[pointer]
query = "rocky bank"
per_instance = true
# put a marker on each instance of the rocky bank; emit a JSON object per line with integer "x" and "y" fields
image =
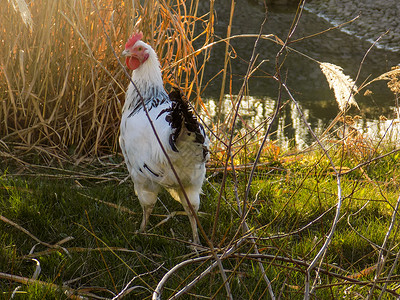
{"x": 375, "y": 19}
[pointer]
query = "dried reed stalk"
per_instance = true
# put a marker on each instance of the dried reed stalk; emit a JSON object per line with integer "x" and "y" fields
{"x": 61, "y": 85}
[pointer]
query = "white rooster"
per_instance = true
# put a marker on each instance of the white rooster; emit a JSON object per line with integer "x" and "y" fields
{"x": 181, "y": 135}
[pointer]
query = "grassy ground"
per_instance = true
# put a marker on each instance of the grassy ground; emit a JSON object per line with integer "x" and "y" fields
{"x": 69, "y": 220}
{"x": 291, "y": 209}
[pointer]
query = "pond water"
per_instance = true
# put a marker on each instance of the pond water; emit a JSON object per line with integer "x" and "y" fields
{"x": 303, "y": 76}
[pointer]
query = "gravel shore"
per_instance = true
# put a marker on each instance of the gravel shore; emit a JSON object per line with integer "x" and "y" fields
{"x": 375, "y": 18}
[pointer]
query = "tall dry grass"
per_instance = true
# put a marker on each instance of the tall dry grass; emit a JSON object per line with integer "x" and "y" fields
{"x": 61, "y": 85}
{"x": 62, "y": 90}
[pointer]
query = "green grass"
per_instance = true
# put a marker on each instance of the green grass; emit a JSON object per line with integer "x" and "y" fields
{"x": 106, "y": 252}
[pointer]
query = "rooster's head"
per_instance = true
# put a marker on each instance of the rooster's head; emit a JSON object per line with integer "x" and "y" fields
{"x": 136, "y": 51}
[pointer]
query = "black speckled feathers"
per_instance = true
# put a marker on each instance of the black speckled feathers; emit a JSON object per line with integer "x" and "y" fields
{"x": 179, "y": 115}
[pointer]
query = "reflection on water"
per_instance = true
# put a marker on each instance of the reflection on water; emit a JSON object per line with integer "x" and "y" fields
{"x": 302, "y": 76}
{"x": 289, "y": 129}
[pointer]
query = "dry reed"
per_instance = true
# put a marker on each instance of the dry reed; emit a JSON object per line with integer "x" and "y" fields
{"x": 61, "y": 85}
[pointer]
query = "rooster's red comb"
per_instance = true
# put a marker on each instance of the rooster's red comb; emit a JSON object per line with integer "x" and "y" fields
{"x": 133, "y": 39}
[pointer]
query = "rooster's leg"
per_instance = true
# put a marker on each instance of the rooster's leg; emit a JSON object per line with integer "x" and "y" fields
{"x": 147, "y": 201}
{"x": 194, "y": 200}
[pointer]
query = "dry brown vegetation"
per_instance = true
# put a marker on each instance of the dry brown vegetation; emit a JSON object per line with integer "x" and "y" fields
{"x": 61, "y": 83}
{"x": 275, "y": 215}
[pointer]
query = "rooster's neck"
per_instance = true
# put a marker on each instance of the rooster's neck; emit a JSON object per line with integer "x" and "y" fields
{"x": 146, "y": 82}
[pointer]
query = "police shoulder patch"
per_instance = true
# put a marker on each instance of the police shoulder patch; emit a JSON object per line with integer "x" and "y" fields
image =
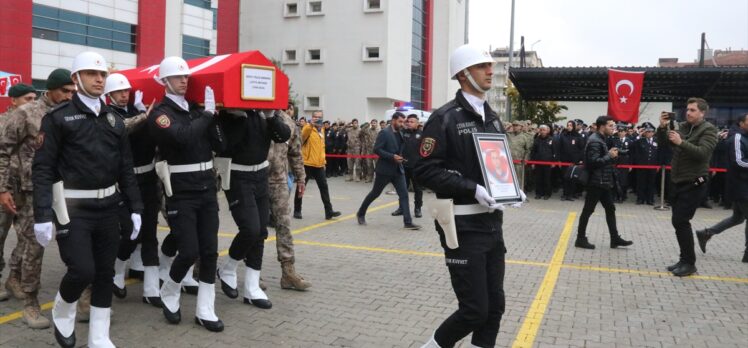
{"x": 427, "y": 146}
{"x": 163, "y": 121}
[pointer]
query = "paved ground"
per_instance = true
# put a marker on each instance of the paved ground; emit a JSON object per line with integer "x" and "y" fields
{"x": 381, "y": 286}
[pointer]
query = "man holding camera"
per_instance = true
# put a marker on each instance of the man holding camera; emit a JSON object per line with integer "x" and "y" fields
{"x": 692, "y": 143}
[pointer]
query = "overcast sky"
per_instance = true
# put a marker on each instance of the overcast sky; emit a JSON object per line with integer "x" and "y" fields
{"x": 611, "y": 32}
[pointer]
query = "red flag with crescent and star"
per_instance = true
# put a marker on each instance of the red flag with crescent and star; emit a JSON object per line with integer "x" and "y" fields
{"x": 624, "y": 94}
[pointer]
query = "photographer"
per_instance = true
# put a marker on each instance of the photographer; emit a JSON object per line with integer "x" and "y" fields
{"x": 692, "y": 143}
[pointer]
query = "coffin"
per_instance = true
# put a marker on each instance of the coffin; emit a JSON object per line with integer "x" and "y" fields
{"x": 245, "y": 80}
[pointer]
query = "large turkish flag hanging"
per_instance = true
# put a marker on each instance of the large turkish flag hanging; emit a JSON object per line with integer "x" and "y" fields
{"x": 624, "y": 94}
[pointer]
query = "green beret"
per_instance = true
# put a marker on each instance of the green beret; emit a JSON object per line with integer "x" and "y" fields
{"x": 19, "y": 90}
{"x": 58, "y": 78}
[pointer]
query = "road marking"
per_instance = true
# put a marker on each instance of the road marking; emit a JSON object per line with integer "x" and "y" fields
{"x": 534, "y": 316}
{"x": 48, "y": 305}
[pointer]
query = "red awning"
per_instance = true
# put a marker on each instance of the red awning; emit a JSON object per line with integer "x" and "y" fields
{"x": 245, "y": 80}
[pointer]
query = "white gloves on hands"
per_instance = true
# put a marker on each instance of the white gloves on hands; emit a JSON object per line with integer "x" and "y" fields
{"x": 43, "y": 232}
{"x": 482, "y": 196}
{"x": 138, "y": 102}
{"x": 210, "y": 100}
{"x": 136, "y": 222}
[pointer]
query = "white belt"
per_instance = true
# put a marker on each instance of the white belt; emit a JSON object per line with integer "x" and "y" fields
{"x": 100, "y": 193}
{"x": 187, "y": 168}
{"x": 252, "y": 168}
{"x": 145, "y": 169}
{"x": 470, "y": 209}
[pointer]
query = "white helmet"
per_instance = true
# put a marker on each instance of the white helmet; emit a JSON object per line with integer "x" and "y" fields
{"x": 173, "y": 66}
{"x": 466, "y": 56}
{"x": 89, "y": 61}
{"x": 116, "y": 82}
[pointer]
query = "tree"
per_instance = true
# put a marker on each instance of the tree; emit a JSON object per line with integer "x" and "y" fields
{"x": 538, "y": 112}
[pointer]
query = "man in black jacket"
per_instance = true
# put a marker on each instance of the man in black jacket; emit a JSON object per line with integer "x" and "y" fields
{"x": 389, "y": 169}
{"x": 599, "y": 162}
{"x": 542, "y": 150}
{"x": 737, "y": 181}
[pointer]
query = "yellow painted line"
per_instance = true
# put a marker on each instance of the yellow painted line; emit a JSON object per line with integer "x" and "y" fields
{"x": 654, "y": 273}
{"x": 48, "y": 305}
{"x": 534, "y": 316}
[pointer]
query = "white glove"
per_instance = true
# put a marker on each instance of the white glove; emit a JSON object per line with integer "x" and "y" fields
{"x": 43, "y": 232}
{"x": 482, "y": 196}
{"x": 523, "y": 196}
{"x": 135, "y": 225}
{"x": 210, "y": 100}
{"x": 138, "y": 102}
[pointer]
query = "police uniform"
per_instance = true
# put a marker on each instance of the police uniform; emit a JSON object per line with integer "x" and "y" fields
{"x": 90, "y": 153}
{"x": 186, "y": 138}
{"x": 646, "y": 153}
{"x": 144, "y": 153}
{"x": 248, "y": 138}
{"x": 449, "y": 165}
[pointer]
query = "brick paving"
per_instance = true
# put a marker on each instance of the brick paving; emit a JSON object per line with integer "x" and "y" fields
{"x": 382, "y": 286}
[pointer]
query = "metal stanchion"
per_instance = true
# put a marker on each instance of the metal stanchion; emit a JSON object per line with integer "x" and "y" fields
{"x": 662, "y": 190}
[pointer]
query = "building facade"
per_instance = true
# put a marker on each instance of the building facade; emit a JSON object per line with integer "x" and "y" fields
{"x": 349, "y": 58}
{"x": 355, "y": 58}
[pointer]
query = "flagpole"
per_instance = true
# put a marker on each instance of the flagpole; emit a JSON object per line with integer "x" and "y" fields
{"x": 509, "y": 65}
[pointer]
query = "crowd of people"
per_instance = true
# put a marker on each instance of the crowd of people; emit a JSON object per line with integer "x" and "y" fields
{"x": 86, "y": 165}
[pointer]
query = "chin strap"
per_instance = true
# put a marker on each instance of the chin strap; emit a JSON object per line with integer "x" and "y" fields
{"x": 473, "y": 83}
{"x": 81, "y": 88}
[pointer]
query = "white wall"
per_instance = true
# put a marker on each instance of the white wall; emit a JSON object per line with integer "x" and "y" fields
{"x": 589, "y": 111}
{"x": 449, "y": 33}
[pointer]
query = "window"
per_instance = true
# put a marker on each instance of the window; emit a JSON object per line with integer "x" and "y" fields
{"x": 289, "y": 57}
{"x": 55, "y": 24}
{"x": 314, "y": 8}
{"x": 312, "y": 103}
{"x": 194, "y": 47}
{"x": 314, "y": 56}
{"x": 199, "y": 3}
{"x": 291, "y": 9}
{"x": 372, "y": 6}
{"x": 371, "y": 54}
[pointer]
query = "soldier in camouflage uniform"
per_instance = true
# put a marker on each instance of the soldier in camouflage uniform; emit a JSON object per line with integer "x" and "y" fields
{"x": 19, "y": 94}
{"x": 354, "y": 148}
{"x": 368, "y": 136}
{"x": 284, "y": 157}
{"x": 21, "y": 138}
{"x": 519, "y": 145}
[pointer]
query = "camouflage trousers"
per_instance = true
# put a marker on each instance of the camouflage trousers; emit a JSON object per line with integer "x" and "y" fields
{"x": 280, "y": 209}
{"x": 6, "y": 220}
{"x": 26, "y": 259}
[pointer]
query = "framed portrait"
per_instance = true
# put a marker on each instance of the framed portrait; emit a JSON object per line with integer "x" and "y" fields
{"x": 497, "y": 167}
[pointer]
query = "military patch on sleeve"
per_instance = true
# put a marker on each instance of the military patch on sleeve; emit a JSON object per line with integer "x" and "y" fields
{"x": 427, "y": 146}
{"x": 163, "y": 121}
{"x": 39, "y": 140}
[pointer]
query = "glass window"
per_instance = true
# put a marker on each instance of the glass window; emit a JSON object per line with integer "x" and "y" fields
{"x": 55, "y": 24}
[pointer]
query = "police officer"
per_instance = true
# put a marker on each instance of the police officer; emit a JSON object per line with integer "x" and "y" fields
{"x": 186, "y": 138}
{"x": 248, "y": 138}
{"x": 84, "y": 146}
{"x": 143, "y": 151}
{"x": 624, "y": 146}
{"x": 449, "y": 165}
{"x": 646, "y": 153}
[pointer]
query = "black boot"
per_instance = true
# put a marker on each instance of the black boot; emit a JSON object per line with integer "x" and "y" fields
{"x": 703, "y": 236}
{"x": 583, "y": 243}
{"x": 616, "y": 241}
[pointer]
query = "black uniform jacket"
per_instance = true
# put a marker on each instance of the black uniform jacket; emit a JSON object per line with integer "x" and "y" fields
{"x": 248, "y": 138}
{"x": 449, "y": 164}
{"x": 186, "y": 137}
{"x": 87, "y": 152}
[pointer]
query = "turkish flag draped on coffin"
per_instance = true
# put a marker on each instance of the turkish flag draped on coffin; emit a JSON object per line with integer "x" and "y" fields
{"x": 624, "y": 94}
{"x": 244, "y": 80}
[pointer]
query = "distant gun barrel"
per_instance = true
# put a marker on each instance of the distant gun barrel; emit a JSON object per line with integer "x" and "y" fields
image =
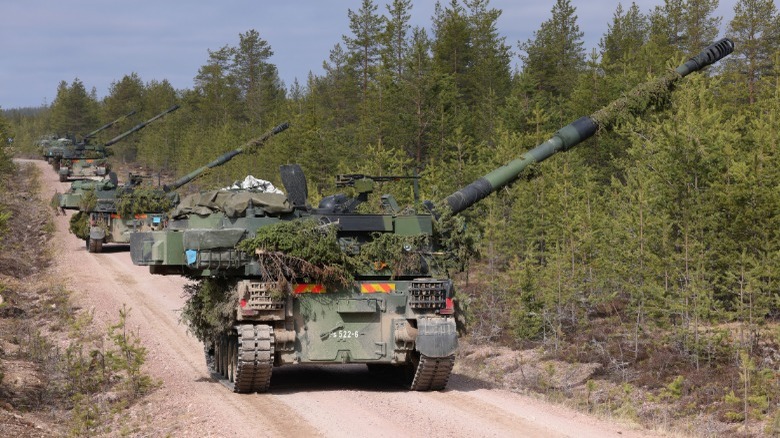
{"x": 637, "y": 101}
{"x": 108, "y": 125}
{"x": 140, "y": 126}
{"x": 224, "y": 158}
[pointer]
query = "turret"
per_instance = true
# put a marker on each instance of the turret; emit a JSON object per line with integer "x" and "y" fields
{"x": 224, "y": 158}
{"x": 634, "y": 102}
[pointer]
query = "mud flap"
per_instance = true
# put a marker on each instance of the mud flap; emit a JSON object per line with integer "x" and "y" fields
{"x": 436, "y": 337}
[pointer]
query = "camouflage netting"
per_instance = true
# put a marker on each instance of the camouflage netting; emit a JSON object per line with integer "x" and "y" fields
{"x": 142, "y": 200}
{"x": 79, "y": 222}
{"x": 300, "y": 249}
{"x": 211, "y": 307}
{"x": 232, "y": 203}
{"x": 636, "y": 101}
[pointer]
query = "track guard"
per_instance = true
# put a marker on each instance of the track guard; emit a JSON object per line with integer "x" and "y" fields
{"x": 436, "y": 337}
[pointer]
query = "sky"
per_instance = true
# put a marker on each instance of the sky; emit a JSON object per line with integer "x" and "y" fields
{"x": 44, "y": 42}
-------
» About this exercise:
In the listing above, find each line with "rocky" and copy it.

» Written answer:
query = "rocky bank"
# put a marker on each instance of the rocky bank; emit a JSON object per line with integer "x" and "y" fields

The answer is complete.